Which lines of the data below contain the word "chair"? Copy each of those lines in full.

============================================================

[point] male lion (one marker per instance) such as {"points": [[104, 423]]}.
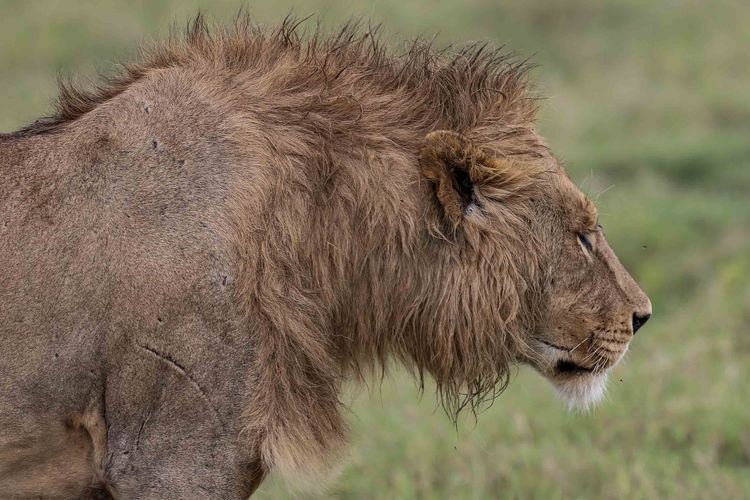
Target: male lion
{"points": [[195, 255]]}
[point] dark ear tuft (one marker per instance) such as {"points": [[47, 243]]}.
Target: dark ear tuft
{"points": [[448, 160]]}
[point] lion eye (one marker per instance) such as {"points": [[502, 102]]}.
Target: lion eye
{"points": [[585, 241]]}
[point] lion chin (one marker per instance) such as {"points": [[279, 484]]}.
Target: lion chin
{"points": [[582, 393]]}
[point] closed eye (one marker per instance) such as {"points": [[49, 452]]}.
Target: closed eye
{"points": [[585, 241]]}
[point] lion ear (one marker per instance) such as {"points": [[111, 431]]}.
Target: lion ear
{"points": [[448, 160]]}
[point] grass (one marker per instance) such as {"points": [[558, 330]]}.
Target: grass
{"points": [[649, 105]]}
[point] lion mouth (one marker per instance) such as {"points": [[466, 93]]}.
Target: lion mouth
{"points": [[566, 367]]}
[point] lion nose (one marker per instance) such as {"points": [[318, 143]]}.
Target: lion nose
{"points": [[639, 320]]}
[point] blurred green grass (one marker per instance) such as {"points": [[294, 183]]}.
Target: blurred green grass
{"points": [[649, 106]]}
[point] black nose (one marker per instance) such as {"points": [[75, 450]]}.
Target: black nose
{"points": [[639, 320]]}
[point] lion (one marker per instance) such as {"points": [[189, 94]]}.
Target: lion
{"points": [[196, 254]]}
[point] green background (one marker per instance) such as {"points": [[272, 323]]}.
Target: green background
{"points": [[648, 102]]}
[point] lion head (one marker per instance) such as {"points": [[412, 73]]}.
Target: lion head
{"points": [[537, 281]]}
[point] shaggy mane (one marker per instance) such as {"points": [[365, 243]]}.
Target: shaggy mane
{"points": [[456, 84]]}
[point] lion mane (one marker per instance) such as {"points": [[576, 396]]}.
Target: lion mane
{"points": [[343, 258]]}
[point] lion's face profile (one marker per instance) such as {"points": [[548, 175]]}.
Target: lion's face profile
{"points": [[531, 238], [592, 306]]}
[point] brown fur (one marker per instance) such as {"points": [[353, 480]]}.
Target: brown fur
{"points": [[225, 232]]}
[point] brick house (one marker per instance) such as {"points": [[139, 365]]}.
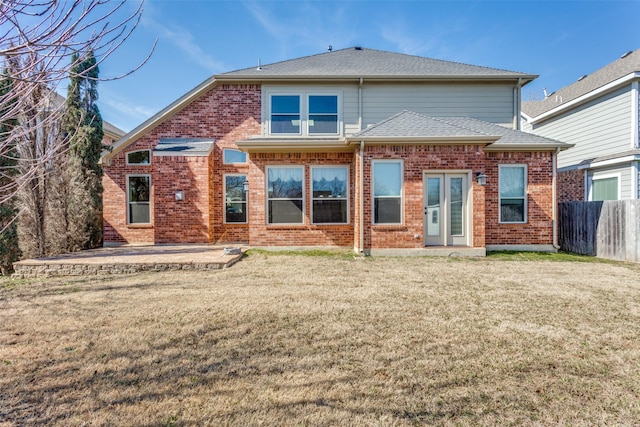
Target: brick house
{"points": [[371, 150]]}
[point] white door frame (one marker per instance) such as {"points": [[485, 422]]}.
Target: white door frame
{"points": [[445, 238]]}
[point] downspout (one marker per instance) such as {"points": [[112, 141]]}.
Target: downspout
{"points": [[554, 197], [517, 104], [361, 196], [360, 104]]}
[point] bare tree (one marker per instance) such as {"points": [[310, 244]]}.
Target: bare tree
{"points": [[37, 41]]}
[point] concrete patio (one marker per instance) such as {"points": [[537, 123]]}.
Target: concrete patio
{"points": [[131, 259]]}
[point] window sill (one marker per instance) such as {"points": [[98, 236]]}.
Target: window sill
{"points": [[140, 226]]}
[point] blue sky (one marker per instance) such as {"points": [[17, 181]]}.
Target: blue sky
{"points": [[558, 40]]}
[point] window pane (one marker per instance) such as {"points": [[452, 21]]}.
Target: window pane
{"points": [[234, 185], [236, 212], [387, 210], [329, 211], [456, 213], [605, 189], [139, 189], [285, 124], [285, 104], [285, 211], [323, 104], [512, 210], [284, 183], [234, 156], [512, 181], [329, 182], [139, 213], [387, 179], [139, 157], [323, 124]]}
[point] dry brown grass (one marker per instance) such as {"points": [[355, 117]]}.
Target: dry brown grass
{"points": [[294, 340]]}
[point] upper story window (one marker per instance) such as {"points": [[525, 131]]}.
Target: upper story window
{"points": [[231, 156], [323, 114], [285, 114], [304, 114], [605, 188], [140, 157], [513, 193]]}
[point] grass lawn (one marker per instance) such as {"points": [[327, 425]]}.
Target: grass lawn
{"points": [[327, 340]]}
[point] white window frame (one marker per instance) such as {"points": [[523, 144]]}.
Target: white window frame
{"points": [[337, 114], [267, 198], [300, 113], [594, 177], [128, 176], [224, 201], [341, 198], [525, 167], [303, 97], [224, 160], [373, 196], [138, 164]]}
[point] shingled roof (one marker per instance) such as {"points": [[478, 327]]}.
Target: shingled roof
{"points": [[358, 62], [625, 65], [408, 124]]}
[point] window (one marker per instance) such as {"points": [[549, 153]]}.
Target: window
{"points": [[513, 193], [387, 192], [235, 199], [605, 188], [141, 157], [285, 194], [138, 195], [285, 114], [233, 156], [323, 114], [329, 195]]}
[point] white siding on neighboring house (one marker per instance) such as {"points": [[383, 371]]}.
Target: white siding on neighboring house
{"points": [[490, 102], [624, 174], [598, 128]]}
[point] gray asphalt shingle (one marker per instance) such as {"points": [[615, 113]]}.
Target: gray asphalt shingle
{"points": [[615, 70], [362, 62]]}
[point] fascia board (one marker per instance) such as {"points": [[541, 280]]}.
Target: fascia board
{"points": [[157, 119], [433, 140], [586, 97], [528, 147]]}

============================================================

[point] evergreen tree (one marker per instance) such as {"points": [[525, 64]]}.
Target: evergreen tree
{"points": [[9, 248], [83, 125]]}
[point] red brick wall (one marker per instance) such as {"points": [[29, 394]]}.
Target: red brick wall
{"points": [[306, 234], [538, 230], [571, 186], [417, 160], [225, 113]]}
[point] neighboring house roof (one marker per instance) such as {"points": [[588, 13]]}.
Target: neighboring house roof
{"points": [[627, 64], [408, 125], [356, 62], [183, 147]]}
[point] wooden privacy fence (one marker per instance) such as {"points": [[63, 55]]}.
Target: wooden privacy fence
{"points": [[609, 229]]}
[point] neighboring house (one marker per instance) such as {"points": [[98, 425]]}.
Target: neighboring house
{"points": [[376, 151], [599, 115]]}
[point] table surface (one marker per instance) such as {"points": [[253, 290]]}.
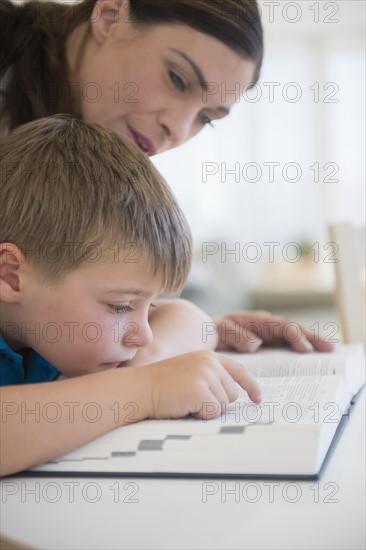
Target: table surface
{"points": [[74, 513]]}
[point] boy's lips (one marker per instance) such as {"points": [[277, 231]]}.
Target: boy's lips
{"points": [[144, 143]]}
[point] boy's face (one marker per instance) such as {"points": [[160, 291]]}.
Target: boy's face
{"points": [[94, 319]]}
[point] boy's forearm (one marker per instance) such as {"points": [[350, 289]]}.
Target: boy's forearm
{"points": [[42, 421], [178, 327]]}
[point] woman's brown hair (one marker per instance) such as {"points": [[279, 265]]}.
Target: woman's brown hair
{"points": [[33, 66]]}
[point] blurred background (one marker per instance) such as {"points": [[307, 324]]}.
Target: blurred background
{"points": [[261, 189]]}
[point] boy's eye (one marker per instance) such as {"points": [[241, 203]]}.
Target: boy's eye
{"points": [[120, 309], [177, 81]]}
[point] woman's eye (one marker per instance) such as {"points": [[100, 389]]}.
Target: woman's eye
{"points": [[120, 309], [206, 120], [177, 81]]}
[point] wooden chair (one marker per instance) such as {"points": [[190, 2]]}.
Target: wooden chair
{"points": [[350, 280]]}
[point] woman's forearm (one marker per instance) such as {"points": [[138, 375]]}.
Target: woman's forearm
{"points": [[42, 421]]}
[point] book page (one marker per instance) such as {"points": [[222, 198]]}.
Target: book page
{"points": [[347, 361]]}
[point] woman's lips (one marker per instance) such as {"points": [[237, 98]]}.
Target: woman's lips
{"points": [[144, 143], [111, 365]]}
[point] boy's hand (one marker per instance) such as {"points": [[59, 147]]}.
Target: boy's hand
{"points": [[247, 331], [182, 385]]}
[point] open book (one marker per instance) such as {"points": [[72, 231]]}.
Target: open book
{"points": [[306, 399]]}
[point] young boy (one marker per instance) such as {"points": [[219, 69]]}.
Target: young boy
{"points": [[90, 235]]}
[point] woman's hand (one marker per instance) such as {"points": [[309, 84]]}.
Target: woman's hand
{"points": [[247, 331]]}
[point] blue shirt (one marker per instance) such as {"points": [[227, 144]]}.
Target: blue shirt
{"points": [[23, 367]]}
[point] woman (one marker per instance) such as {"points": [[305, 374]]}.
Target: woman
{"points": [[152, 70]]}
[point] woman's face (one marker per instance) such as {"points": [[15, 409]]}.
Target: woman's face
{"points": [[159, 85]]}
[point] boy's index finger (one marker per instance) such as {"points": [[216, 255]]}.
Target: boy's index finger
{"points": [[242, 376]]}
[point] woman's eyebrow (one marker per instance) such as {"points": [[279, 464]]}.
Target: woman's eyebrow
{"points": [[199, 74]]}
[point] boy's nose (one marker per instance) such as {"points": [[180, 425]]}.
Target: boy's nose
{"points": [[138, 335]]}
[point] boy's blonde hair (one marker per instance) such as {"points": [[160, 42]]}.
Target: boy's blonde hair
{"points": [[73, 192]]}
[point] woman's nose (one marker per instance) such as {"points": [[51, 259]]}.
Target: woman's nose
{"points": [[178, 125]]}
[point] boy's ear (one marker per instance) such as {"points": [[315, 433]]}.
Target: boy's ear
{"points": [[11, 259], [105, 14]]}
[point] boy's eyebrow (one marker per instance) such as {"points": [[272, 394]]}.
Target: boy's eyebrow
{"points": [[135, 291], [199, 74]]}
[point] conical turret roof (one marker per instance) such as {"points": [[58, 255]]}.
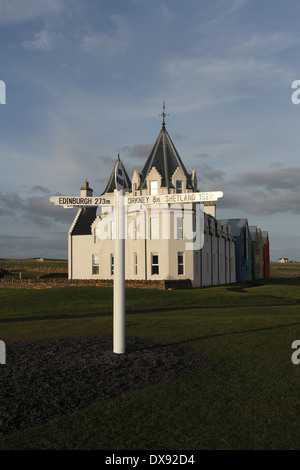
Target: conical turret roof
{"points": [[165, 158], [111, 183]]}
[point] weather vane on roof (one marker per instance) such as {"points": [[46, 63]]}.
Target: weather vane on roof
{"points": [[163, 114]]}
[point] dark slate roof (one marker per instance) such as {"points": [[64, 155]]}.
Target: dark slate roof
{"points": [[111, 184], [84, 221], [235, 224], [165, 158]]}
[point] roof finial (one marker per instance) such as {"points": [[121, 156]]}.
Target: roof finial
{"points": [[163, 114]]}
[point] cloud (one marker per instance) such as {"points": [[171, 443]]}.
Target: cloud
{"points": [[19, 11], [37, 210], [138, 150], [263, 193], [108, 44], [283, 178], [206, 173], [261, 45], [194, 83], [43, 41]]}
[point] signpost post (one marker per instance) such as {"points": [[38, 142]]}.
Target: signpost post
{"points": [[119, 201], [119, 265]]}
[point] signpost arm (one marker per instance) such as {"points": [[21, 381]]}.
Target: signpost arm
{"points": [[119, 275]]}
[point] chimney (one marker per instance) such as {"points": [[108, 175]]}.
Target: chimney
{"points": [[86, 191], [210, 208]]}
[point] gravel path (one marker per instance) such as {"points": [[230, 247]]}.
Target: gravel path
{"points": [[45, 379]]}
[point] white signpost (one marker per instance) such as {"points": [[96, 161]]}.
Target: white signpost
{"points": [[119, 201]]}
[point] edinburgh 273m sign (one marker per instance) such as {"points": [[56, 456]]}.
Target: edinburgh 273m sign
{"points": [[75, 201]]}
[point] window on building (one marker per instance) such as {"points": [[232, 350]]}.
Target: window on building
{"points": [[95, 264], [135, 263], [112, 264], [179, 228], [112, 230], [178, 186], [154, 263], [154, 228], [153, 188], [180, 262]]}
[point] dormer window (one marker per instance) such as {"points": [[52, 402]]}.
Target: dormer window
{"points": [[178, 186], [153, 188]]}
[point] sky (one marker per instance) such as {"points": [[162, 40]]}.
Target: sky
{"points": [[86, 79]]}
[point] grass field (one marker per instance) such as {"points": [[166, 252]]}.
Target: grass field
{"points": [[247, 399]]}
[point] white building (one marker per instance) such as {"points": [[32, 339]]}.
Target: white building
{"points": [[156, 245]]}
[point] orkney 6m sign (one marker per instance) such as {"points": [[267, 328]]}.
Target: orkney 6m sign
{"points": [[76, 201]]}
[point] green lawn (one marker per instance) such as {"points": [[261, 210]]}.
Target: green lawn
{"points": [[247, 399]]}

============================================================

RESULT BELOW —
[point] wooden chair (one marker per instance) such as {"points": [[190, 2]]}.
Target: wooden chair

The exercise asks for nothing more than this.